What you should do
Copy out all of the data exactly as it appears.

Information given
□ □ □ □ □
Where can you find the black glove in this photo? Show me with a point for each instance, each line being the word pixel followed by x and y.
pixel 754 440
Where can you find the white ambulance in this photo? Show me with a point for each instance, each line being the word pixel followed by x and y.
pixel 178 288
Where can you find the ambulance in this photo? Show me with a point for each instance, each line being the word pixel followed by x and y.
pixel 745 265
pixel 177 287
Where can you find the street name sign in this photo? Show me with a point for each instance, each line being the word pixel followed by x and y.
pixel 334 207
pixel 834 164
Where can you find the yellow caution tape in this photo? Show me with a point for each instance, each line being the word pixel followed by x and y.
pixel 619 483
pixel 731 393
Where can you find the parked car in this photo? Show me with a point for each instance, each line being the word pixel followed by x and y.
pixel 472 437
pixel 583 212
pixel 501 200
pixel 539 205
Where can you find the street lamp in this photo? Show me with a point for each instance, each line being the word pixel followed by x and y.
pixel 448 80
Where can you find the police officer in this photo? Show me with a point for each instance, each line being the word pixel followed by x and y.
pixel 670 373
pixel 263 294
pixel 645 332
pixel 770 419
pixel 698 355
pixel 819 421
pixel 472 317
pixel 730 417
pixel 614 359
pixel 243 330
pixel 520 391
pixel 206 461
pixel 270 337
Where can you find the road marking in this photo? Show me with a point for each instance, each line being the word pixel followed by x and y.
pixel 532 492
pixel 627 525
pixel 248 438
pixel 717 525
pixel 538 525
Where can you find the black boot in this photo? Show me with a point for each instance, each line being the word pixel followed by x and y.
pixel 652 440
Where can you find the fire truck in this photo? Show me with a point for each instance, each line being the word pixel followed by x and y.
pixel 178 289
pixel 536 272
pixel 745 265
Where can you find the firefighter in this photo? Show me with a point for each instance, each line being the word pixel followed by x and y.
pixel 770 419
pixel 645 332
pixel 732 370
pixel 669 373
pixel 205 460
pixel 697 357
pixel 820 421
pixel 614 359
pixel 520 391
□ □ □ □ □
Exercise result
Where can you find the black glove in this photo? Show me with a point for each instance, each line being the word pixel followed by x and y.
pixel 754 440
Where can you find the white ambulance in this photo? Show me with a point for each instance, each line being the word pixel followed by x and y.
pixel 178 288
Where can you find the ambulance in this photo? Show me with a point for each instance, each line being the word pixel followed by x and y.
pixel 745 265
pixel 177 287
Where can you find the street name sign in this photo? Show me with a point for each instance, each line being the word pixel followed by x and y.
pixel 334 207
pixel 834 164
Where can you find the yellow caution tape in this photo? Show me with a point for each instance, each line being the word pixel followed by x and y.
pixel 619 483
pixel 731 393
Where can you find the parked car in this photo? Show me with a point for each instance, each line being the word pixel followed by x and y.
pixel 472 437
pixel 583 212
pixel 501 200
pixel 539 205
Where can you find the street lamp in this photo? Show me with a point for each instance, each line being the word pixel followed by x and y.
pixel 448 80
Where can you find the police officer in this photo? Show me with a point for each instance, each line being the word pixel followed by x and y.
pixel 670 373
pixel 263 294
pixel 645 332
pixel 770 419
pixel 698 355
pixel 819 421
pixel 472 317
pixel 730 417
pixel 614 359
pixel 243 330
pixel 520 391
pixel 206 461
pixel 270 337
Where can you find the road marking in this photo? Show me with a point for each instance, each line being the word pixel followed by x and y.
pixel 532 492
pixel 627 525
pixel 248 438
pixel 717 525
pixel 538 525
Where can you find the black boot in this photo? Show me with a point for each instance, each line being the word pixel followed by x and y.
pixel 652 440
Where can you find the fire truck in this photo? Show me with a point for each instance, each line being the word pixel followed by x and y.
pixel 178 289
pixel 536 272
pixel 745 265
Where can you find the firefighter in this photo? Show me with a point for each instance, each line being the word pixel followed by x and y.
pixel 770 419
pixel 645 332
pixel 732 370
pixel 669 373
pixel 205 460
pixel 697 357
pixel 820 421
pixel 614 359
pixel 520 391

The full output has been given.